Excerpt >>

====

But let's turn it on its head, and look at the things from the writer's perspective. As much as the fans may love our characters, we love them more. And suddenly we are confronted with stories in which other people are doing all sorts of things with our children... things we never envisioned, never authorized, and may even find stupid and/ or repugnant. Characters we killed come back to life. Living characters are killed. Villains are redeemed. Straight characters become gay. Romeo and Juliet don't commit suicide, they survive and live happily ever after and have seventeen children.
Sure, we could shrug and say, "None of these things really happened. These stories are not canon. They're just imaginary stories. They're not REAL." And I'm sure many writers do this. But I can't. All legal and financial aspects aside, I don't want to read your fanfic where Gatsby and Daisy run off together, and I certainly don't want to read the ones where Gatsby runs off with Tom Buchanan, or the two of them and Daisy have a threesome, or Gatsby rapes and murders Daisy... and I'm pretty sure F. Scott Fitzgerald wouldn't want to read 'em either. Now, plug in Jon Snow and Jay Ackroyd and Haviland Tuf and Daenerys Targaryen, or any of my characters, for Gatsby and Daisy and Tom, and I'm pretty sure that you can figure out my reaction.

====

Given problem A >> In the excerpt on fan fiction, substitute "Antagonists" for "Villains" and give the passage again, starting with "But let's turn" and going on through "have seventeen children.".
The excerpt and the records come from unrelated sources.

Available data >>
====

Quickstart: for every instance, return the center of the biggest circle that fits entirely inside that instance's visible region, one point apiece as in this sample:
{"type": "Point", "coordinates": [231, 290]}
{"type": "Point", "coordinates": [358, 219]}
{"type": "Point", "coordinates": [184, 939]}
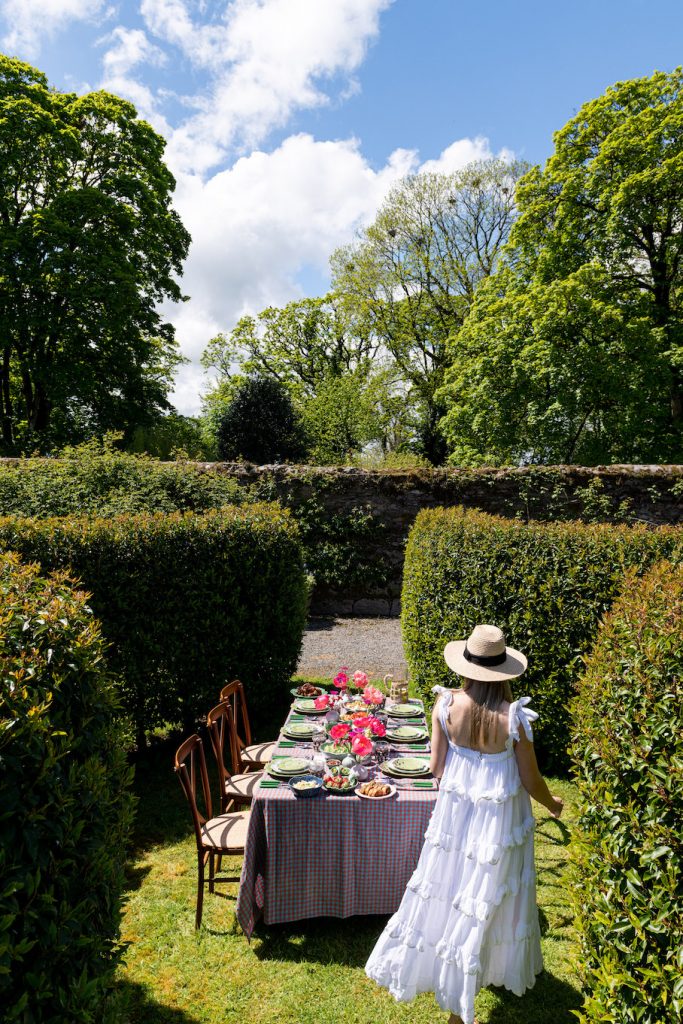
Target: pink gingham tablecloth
{"type": "Point", "coordinates": [329, 855]}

====

Given problem B >> Report each line of the records that contains the string "type".

Result A >>
But let's turn it on its head, and look at the things from the writer's perspective. As much as the fans may love our characters, we love them more. And suddenly we are confronted with stories in which other people are doing all sorts of things with our children... things we never envisioned, never authorized, and may even find stupid and/ or repugnant. Characters we killed come back to life. Living characters are killed. Antagonists are redeemed. Straight characters become gay. Romeo and Juliet don't commit suicide, they survive and live happily ever after and have seventeen children.

Result B >>
{"type": "Point", "coordinates": [231, 290]}
{"type": "Point", "coordinates": [358, 219]}
{"type": "Point", "coordinates": [184, 939]}
{"type": "Point", "coordinates": [329, 855]}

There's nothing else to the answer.